> [Given information]
§

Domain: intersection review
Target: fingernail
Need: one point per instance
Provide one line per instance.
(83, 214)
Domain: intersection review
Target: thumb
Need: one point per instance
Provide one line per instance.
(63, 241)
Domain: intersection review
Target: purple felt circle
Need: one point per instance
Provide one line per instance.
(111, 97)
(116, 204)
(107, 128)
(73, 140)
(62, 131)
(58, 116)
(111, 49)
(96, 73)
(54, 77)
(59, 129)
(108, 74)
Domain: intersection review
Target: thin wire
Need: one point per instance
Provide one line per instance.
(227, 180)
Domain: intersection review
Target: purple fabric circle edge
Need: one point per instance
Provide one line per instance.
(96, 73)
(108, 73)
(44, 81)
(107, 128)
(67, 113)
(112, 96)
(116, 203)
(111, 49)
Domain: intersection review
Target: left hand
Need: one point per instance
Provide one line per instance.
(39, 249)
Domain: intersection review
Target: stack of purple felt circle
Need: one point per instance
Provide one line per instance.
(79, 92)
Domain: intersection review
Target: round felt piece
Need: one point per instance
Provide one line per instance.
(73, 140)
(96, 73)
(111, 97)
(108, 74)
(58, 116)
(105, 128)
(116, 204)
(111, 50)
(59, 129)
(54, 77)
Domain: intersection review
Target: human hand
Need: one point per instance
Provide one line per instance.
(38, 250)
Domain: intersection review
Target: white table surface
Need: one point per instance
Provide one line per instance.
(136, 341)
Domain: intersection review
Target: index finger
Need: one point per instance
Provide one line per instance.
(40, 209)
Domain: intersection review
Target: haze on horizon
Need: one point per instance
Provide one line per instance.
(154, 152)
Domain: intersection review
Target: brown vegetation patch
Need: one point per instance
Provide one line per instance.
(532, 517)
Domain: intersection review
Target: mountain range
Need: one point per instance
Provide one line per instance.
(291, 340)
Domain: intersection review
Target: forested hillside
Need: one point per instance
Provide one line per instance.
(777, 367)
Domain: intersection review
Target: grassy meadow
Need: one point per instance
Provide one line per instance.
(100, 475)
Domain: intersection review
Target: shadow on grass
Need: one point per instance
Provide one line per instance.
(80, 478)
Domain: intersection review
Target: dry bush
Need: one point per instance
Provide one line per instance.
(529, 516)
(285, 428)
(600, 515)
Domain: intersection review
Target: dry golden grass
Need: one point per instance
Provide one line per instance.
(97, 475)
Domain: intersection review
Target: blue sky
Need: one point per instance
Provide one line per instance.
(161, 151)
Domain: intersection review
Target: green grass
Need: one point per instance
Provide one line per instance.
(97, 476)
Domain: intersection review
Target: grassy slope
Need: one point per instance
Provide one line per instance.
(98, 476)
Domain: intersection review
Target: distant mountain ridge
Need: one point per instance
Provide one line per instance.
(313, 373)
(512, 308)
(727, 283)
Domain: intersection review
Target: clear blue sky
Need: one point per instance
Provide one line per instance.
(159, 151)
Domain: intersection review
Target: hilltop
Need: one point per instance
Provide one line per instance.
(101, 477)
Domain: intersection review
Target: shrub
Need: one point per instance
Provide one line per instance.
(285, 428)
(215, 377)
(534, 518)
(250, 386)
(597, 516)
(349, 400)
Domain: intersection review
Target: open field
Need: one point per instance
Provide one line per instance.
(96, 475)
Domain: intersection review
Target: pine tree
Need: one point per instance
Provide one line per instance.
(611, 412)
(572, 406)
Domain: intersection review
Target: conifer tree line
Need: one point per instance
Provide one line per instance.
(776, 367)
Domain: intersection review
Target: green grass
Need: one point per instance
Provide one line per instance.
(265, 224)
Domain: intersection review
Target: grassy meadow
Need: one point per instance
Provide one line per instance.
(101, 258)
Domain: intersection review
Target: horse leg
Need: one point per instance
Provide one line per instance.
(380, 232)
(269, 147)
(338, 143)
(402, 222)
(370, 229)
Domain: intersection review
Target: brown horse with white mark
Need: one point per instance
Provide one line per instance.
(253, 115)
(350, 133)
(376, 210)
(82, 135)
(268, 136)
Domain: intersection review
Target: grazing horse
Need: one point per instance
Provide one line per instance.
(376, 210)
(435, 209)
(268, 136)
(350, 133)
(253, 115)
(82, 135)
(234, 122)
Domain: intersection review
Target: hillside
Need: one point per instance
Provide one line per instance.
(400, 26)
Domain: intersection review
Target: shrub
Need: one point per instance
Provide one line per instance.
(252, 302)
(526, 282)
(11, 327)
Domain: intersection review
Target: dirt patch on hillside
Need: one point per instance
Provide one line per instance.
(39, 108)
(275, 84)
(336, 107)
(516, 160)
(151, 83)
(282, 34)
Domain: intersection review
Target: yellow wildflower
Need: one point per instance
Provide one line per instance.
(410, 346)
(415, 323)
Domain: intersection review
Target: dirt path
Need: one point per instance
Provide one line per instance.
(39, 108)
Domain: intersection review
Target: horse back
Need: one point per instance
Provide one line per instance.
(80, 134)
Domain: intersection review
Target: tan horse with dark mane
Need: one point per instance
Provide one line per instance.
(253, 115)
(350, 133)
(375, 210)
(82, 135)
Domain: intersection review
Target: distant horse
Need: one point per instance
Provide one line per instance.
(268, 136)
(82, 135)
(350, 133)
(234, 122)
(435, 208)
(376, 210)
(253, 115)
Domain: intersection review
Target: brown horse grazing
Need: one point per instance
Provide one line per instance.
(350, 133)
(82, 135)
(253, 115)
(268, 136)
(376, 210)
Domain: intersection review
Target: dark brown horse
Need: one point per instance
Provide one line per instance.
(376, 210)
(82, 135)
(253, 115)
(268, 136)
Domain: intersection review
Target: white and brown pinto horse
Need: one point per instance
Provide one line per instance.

§

Show every line of the records above that contains the string "with". Case counts.

> [Reply to the task]
Target: brown horse with white mark
Target: tan horse with dark mane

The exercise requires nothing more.